Actions

SLURM-Job in Queue

From ALICE Documentation

Revision as of 14:19, 29 June 2020 by Deuler (talk | contribs) (squeue to the max)
(diff) ← Older revision | Latest revision (diff) | Newer revision → (diff)

Job in Queue

Sometimes a long queue time is an indication that something is wrong or the cluster could simply be busy. You can check to see how much longer your job will be in the queue with the command:

squeue --start --job <job_id>

Please note that this is only an estimate based on current and historical utilization and results can fluctuate. Here is an example of using squeue with the start and job options.

[me@nodelogin01~]$ squeue --start --job 384
 JOBID PARTITION 	NAME 	USER ST          START_TIME  NODES SCHEDNODES   NODELIST(REASON)

  384      main    star-lac     user PD 2018-02-12T16:09:31  	 2 (null)       (Resources)

In the above example, the job is in a pending to run state, because there are no resources available that will allow it to launch. The job is expected to start at approximately 16:09:31 on 02-12-2018. This is an estimation, as jobs ahead of it may complete sooner, freeing up necessary resources for this job. If you believe there is a problem with your job starting, and have checked your scripts for typos, send email to helpdesk@alice.leidenuniv.nl. Let us know your job ID along with a description of your problem and we can check to see if anything is wrong.

### Location identification entries

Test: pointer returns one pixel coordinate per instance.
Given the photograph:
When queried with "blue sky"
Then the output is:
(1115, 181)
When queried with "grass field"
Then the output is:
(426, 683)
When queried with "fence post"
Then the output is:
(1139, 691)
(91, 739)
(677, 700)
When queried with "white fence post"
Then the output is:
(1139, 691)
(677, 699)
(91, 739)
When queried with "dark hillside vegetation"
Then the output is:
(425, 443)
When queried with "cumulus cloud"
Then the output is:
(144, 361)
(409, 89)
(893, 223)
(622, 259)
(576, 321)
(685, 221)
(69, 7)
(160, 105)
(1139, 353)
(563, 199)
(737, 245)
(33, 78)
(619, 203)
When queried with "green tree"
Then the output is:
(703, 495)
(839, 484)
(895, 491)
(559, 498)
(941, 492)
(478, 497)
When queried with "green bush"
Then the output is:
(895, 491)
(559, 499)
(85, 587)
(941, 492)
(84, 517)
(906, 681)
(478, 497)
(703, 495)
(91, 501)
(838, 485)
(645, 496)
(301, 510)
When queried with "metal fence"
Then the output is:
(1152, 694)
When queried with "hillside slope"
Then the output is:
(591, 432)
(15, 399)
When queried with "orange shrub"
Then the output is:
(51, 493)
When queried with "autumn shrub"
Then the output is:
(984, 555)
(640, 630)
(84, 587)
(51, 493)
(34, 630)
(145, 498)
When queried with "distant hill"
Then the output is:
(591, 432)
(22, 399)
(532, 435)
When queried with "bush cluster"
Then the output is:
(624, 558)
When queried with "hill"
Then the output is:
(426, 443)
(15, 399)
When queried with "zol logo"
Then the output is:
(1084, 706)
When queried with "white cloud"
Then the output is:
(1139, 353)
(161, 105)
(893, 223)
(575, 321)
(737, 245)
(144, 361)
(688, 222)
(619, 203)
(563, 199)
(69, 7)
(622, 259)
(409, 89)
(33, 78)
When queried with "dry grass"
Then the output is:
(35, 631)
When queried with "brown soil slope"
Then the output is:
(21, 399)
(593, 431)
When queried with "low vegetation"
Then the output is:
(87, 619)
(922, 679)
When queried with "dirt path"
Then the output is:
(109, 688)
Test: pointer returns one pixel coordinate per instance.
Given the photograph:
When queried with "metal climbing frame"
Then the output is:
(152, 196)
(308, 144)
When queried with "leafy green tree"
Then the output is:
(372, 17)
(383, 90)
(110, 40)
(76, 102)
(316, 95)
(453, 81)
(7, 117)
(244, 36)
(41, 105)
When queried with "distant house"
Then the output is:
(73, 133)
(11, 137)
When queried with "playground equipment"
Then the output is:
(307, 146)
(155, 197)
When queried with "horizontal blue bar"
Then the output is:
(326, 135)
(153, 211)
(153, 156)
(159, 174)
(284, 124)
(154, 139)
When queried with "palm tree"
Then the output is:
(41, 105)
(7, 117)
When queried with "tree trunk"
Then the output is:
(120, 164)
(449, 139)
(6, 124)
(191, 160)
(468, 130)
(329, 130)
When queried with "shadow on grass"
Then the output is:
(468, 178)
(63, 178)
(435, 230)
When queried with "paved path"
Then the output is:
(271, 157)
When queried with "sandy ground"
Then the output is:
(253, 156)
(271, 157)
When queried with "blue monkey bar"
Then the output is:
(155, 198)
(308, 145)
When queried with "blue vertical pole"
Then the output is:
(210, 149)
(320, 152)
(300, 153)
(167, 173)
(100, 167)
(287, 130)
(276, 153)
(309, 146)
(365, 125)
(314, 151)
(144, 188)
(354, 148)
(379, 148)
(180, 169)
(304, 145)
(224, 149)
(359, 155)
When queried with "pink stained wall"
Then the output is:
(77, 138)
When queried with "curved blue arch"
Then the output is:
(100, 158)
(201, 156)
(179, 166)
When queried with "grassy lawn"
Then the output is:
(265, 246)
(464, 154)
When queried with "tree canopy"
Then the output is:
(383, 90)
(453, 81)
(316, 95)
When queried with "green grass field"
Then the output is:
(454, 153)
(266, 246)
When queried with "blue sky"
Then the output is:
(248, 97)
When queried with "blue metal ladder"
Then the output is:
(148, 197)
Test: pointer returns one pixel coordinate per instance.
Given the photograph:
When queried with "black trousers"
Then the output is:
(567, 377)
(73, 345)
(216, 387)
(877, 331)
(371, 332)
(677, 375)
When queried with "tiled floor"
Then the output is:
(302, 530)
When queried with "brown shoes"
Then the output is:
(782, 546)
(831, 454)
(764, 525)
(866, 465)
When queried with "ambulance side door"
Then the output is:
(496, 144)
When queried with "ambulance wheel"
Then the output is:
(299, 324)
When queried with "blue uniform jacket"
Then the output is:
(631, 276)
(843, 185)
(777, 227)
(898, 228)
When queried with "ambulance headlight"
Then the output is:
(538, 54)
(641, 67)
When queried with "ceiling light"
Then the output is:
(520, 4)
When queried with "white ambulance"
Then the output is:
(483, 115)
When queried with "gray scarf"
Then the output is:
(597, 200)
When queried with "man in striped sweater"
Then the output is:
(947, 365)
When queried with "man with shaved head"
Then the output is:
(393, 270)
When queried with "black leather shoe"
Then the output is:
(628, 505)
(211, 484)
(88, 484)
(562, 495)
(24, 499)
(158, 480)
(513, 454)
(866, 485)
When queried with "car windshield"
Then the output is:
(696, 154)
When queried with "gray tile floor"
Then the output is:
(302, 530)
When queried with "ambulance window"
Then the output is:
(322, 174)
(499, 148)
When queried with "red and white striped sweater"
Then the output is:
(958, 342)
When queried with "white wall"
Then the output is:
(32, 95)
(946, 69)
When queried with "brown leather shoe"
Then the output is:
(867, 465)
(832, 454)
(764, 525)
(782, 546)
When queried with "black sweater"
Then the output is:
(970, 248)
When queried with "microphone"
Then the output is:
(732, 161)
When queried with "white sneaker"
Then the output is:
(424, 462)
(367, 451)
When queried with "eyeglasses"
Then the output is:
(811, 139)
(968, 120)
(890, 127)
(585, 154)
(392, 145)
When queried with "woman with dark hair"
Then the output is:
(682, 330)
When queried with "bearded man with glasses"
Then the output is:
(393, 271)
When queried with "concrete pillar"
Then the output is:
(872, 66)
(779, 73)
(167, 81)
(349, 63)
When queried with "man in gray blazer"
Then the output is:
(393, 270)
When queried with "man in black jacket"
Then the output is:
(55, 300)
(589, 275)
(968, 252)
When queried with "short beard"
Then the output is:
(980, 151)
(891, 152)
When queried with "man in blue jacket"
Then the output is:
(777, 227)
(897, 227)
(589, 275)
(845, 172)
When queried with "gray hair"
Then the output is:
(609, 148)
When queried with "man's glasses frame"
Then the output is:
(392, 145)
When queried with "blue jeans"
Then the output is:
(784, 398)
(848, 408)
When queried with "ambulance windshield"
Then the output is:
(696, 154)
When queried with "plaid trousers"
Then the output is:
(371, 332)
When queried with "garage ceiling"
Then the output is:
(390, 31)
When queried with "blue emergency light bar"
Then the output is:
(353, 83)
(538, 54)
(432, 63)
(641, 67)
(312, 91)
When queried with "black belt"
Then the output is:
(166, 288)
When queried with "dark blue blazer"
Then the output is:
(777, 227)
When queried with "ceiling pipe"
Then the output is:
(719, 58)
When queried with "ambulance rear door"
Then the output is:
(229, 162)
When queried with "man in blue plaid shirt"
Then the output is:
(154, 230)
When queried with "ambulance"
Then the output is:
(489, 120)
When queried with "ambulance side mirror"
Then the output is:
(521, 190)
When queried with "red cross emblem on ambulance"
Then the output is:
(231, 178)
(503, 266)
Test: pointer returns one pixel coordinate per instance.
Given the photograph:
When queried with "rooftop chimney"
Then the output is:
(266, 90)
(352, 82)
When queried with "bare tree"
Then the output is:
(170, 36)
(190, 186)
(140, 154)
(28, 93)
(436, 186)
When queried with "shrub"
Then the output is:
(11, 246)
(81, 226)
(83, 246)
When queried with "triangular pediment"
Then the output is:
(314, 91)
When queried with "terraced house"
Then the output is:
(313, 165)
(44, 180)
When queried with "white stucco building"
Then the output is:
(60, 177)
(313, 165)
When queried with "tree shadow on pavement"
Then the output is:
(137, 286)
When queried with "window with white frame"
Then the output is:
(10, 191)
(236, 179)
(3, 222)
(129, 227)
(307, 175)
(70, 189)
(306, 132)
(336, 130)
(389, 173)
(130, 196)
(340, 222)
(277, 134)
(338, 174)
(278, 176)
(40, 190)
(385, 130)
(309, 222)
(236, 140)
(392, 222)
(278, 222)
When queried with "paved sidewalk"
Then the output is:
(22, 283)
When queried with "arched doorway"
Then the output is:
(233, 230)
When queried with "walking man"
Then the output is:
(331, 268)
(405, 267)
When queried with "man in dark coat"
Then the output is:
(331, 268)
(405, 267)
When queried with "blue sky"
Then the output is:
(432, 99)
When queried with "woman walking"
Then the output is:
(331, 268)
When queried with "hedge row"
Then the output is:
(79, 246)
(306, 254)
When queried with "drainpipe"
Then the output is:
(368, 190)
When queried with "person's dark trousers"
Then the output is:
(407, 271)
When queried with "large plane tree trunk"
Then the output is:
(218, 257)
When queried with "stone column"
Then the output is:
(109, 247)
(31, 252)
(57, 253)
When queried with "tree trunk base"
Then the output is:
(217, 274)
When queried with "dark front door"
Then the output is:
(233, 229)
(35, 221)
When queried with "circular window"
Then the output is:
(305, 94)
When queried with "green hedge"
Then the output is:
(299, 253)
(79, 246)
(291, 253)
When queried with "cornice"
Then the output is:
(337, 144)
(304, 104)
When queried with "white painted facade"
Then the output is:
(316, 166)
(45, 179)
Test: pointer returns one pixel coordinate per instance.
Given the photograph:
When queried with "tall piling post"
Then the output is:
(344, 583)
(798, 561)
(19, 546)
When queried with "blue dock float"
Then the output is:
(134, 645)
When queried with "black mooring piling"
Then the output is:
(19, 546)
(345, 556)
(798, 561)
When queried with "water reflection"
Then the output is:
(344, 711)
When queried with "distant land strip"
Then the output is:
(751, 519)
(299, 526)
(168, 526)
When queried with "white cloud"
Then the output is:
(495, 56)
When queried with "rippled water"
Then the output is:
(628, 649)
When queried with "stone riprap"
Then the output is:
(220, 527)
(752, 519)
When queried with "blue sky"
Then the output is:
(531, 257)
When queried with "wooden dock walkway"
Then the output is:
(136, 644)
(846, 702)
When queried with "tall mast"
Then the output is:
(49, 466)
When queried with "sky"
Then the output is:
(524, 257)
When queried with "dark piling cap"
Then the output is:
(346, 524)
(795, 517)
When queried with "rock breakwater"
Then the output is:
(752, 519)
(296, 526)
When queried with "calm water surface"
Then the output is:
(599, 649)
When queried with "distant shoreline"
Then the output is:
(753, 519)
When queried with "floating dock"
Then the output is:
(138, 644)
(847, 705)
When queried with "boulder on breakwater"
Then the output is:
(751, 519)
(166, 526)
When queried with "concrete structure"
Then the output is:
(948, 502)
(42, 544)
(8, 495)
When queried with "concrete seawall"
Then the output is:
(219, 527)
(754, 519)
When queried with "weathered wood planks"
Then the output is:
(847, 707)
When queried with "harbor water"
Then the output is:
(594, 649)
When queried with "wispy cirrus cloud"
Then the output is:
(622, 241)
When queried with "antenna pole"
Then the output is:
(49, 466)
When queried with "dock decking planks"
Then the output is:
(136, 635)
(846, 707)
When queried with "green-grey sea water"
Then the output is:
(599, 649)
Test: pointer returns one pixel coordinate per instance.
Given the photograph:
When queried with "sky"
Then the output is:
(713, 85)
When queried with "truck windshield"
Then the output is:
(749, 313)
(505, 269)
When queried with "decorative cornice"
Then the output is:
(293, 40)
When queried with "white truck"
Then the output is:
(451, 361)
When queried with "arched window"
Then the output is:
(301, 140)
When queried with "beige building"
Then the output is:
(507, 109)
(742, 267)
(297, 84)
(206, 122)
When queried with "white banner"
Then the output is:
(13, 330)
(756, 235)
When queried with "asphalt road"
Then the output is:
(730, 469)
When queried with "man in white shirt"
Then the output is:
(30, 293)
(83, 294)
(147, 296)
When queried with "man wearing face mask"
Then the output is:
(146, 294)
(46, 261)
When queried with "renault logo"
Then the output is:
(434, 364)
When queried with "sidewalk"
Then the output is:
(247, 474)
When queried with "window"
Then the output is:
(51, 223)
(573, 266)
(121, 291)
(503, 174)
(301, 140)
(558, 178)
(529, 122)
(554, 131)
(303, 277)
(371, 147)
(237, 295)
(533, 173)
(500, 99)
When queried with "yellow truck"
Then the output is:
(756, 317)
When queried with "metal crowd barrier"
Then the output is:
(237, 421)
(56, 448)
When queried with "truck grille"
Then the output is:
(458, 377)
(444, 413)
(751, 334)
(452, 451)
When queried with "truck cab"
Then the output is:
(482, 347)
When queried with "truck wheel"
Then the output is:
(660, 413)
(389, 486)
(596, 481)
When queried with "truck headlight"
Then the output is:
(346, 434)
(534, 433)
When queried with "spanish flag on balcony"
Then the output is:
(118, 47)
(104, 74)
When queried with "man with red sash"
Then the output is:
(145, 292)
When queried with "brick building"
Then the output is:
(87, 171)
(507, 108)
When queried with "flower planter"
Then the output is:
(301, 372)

### Short task 1
Copy everything in the page on jobs in the queue from "From ALICE Documentation" down to "and job options.".
### Short task 2
Show each line of the listing that contains the string "building".

### Task solution 1
From ALICE Documentation

Revision as of 14:19, 29 June 2020 by Deuler (talk | contribs) (squeue to the max)
(diff) ← Older revision | Latest revision (diff) | Newer revision → (diff)

Job in Queue

Sometimes a long queue time is an indication that something is wrong or the cluster could simply be busy. You can check to see how much longer your job will be in the queue with the command:

squeue --start --job <job_id>

Please note that this is only an estimate based on current and historical utilization and results can fluctuate. Here is an example of using squeue with the start and job options.

### Task solution 2
When queried with "white stucco building"
When queried with "beige building"
When queried with "brick building"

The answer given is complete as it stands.